_Problem 1:_
Please duplicate from the Hurthle cell case report, word for word, the passage from "During his current" up to and including "Hurthle cell tumour.".
_Problem 2:_
Summarize the Hurthle cell case report in two sentences.
_Problem 3:_
Take the Hurthle cell case report further, continuing on from its final sentence.

_Exercise text:_
____

Hurthle Cell Tumour - A case of delayed metastatic disease causing abnormal thyroid function, acromegaly and hypercalcaemia


Shoib Ur Rehman, Tom Roques, Jeremy Turner, Ketan Dhatariya, Norfolk and Norwich University Hospital


A 69-year old man presented with a low FT4 (<5pmol/L), normal TSH (1.22mU/L) and FT3 (5.9pmol/L) confirmed on multiple assay platforms. Pituitary testing was consistent with mild biochemical acromegaly [IGF1 29nmol/L, GH suppression nadir 0.92ug/L]. MRI pituitary was normal. He had undergone a right hemi-thyroidectomy in 2001 for a benign thyroid adenoma.


During his current investigations he was found to have a 9.4cm incidental liver mass by the gastroenterologists. Initial biopsy results were consistent with a primary hepatocellular carcinoma. However on review of the histology given his thyroid history the liver lesion was confirmed as metastatic follicular Hurthle cell carcinoma. Immunochemistry for TTF1 was positive and thyroglobulin levels were >30000ng/ml (NR<1). Review of his 2001 thyroid histology also confirmed a Hurthle cell tumour.

His liver mass continued to grow and was deemed too large for surgical removal or ablation. After extensive national discussions it was felt he may benefit from radioiodine therapy after total thyroidectomy. The completion thyroidectomy specimen showed no signs of neoplasia. An I131 uptake scan of the liver mass showed no uptake, compatible with a de-differentiated tumour. The patient then developed severe refractory hypercalcemia resistant to all conventional therapies (fluids, bisphosphonates, denosumab & cinacalcet). He developed cardiac and renal failure and he died 10 months after initial presentation. The family declined necropsy.

____

_Provided data:_
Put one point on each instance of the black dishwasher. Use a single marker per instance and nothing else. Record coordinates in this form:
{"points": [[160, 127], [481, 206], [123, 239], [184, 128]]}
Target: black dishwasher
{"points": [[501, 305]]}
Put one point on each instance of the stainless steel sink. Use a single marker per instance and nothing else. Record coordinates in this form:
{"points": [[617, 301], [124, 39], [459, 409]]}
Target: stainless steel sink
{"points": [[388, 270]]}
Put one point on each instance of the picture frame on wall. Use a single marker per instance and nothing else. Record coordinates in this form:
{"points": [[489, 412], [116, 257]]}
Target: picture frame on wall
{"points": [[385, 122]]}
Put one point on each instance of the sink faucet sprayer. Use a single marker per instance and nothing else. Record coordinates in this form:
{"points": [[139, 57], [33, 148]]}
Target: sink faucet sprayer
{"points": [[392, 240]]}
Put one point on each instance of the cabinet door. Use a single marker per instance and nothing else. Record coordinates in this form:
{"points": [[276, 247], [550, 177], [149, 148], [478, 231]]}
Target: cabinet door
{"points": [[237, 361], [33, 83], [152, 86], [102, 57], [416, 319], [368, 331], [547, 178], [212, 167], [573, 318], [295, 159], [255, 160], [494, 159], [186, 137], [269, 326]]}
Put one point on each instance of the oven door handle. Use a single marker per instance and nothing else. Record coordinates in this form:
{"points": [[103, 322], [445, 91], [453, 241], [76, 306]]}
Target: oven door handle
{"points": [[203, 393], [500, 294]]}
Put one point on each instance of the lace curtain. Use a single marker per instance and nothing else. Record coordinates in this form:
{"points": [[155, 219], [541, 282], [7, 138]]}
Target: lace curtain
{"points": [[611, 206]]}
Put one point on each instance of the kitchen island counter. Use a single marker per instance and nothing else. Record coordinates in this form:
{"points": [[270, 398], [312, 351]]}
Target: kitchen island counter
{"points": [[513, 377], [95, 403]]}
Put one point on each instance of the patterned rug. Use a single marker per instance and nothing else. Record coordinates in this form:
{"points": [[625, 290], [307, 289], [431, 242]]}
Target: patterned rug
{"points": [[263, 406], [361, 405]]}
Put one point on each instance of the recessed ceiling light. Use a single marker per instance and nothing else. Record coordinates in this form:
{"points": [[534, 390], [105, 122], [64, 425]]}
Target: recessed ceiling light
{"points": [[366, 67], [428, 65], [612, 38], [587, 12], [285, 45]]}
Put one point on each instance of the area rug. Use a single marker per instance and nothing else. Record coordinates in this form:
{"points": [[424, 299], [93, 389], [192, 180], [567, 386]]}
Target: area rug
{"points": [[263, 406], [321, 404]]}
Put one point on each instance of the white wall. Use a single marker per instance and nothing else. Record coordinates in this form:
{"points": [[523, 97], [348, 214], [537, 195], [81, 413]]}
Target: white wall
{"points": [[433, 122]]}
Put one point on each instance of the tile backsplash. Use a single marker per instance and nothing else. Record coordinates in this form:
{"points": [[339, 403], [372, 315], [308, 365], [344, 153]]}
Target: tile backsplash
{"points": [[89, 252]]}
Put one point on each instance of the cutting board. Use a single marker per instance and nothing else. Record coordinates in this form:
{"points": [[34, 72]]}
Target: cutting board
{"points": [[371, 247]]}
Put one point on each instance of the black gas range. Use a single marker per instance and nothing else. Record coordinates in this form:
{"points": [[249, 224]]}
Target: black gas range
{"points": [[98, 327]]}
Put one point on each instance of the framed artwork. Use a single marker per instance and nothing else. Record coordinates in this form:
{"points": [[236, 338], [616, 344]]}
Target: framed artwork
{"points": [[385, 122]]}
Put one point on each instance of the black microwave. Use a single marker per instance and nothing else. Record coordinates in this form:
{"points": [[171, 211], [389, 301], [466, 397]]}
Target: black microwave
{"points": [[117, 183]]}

____

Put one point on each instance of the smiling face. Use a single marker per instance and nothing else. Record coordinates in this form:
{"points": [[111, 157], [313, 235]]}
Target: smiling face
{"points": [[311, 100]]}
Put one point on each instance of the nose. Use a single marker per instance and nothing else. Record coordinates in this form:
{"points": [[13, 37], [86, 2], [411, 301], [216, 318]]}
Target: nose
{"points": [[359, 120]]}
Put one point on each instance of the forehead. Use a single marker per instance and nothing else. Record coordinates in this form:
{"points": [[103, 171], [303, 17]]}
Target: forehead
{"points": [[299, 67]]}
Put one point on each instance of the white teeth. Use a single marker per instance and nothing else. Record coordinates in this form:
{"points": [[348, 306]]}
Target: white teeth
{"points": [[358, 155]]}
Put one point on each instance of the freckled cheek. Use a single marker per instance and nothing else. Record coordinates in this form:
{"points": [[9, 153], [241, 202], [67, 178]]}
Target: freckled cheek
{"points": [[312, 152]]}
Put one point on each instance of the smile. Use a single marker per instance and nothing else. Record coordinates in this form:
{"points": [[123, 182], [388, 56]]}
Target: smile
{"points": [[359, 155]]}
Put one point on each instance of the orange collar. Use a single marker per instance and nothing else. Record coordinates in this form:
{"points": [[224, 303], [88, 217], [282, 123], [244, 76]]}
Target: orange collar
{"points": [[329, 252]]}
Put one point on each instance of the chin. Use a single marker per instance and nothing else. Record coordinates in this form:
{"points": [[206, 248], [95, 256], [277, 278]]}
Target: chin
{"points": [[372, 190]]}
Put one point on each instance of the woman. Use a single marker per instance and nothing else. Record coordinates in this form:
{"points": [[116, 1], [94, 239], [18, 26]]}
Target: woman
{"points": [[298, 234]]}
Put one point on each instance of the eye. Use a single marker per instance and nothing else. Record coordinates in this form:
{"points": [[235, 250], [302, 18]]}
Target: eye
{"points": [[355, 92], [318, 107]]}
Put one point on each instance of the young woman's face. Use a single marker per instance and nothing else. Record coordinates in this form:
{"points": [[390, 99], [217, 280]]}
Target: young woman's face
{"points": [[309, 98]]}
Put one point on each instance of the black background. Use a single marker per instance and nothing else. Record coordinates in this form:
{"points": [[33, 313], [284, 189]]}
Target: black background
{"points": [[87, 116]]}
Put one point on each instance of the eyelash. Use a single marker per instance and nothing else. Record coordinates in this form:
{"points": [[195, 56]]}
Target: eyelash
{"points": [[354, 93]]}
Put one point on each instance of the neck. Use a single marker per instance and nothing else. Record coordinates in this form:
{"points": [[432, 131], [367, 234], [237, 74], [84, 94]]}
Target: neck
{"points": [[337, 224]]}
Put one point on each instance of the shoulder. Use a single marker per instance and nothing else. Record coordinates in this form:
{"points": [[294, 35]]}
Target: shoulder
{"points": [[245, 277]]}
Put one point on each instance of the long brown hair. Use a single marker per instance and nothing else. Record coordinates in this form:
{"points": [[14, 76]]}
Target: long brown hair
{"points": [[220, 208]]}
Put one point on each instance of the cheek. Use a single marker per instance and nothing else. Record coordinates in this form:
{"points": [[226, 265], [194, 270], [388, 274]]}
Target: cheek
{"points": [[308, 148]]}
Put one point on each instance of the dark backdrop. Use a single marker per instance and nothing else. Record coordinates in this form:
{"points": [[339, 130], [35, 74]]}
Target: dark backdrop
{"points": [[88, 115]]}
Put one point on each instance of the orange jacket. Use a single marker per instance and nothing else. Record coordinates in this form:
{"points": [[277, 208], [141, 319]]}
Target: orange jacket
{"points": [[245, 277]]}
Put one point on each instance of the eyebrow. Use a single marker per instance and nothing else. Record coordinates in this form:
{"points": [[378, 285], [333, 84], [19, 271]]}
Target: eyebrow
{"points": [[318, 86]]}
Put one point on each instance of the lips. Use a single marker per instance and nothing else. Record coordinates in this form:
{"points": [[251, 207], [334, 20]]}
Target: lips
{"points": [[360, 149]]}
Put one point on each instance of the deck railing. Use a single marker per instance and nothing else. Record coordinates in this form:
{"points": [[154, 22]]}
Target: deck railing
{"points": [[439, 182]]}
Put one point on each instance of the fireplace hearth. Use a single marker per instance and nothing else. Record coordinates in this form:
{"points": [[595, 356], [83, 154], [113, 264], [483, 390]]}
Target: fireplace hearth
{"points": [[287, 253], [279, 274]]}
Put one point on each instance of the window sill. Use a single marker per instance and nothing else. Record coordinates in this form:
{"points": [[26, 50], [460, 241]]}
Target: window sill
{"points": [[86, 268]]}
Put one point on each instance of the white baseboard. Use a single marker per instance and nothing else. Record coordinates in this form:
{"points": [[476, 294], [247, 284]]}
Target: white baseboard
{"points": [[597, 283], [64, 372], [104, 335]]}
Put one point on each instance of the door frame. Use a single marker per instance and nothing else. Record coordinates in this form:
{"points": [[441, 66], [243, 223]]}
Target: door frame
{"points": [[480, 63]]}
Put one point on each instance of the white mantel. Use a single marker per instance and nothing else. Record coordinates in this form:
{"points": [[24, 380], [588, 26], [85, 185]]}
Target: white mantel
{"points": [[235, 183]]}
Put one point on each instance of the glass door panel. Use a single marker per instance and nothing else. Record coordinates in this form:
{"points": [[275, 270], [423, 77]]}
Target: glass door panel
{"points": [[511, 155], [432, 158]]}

____

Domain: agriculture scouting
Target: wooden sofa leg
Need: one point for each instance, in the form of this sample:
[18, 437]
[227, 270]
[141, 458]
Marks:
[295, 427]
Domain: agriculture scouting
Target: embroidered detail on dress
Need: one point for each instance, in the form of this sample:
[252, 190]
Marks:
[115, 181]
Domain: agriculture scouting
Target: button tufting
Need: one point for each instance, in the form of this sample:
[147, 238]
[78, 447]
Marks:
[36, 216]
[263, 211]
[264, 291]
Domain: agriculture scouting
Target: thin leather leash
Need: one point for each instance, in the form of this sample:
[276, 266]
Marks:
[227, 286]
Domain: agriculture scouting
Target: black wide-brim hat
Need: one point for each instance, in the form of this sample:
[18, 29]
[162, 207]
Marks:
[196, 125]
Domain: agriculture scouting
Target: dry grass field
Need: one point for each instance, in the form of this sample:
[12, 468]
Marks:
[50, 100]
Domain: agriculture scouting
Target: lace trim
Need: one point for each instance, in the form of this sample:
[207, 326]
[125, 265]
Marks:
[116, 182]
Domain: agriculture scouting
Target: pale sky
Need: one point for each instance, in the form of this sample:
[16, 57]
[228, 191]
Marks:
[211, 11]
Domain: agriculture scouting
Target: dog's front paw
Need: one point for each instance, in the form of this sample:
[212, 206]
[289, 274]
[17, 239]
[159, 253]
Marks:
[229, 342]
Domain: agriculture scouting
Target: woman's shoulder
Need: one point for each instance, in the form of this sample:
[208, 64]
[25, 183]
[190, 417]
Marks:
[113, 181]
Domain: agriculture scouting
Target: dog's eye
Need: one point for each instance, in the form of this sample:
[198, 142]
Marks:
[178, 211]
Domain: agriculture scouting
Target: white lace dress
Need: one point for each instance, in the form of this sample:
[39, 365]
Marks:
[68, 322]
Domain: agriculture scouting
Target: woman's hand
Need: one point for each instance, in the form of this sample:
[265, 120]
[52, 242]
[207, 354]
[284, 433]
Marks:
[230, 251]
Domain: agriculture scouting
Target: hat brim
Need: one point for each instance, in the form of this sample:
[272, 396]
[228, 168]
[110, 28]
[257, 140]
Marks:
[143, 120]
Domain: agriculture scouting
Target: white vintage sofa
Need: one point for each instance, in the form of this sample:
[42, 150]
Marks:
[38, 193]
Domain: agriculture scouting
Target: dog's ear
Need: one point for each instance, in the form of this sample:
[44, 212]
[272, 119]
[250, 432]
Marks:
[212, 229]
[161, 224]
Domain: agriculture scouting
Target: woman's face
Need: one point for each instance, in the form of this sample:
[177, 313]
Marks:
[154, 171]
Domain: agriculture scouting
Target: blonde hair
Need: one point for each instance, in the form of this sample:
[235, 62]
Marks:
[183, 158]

____

_Answer section 1:_
During his current investigations he was found to have a 9.4cm incidental liver mass by the gastroenterologists. Initial biopsy results were consistent with a primary hepatocellular carcinoma. However on review of the histology given his thyroid history the liver lesion was confirmed as metastatic follicular Hurthle cell carcinoma. Immunochemistry for TTF1 was positive and thyroglobulin levels were >30000ng/ml (NR<1). Review of his 2001 thyroid histology also confirmed a Hurthle cell tumour.

_Answer section 2:_
A 69-year-old man with abnormal thyroid function and mild biochemical acromegaly was found to have a large liver mass, which was confirmed as metastatic follicular Hurthle cell carcinoma, and review of his 2001 thyroid histology also confirmed a Hurthle cell tumour. The liver mass was too large for surgery or ablation and showed no radioiodine uptake after total thyroidectomy, and he developed severe refractory hypercalcemia, cardiac and renal failure, and died 10 months after initial presentation.

_Answer section 3:_
This case is unusual because of the abnormal TFT’s – suggesting that the tumour may have been locally de-iodinating fT4, and it may have also produced protein fragments e.g. undetectable PTHRP like molecules causing malignant hypercalcaemia, and biochemical acromegaly.


Hurthle cell tumours constitute up to 5 % of all thyroid neoplasms. They metastasize more frequently than papillary and follicular cancers with an incidence of up to 33%. Fine needle aspiration alone may not be sufficient to differentiate between benign and malignant cells. A critical pathological review of Hurtle cell cancers resulted in diagnostic revision in 28% of cases. These tumours can behave very aggressively, with 5 year mortality rates approaching 80%.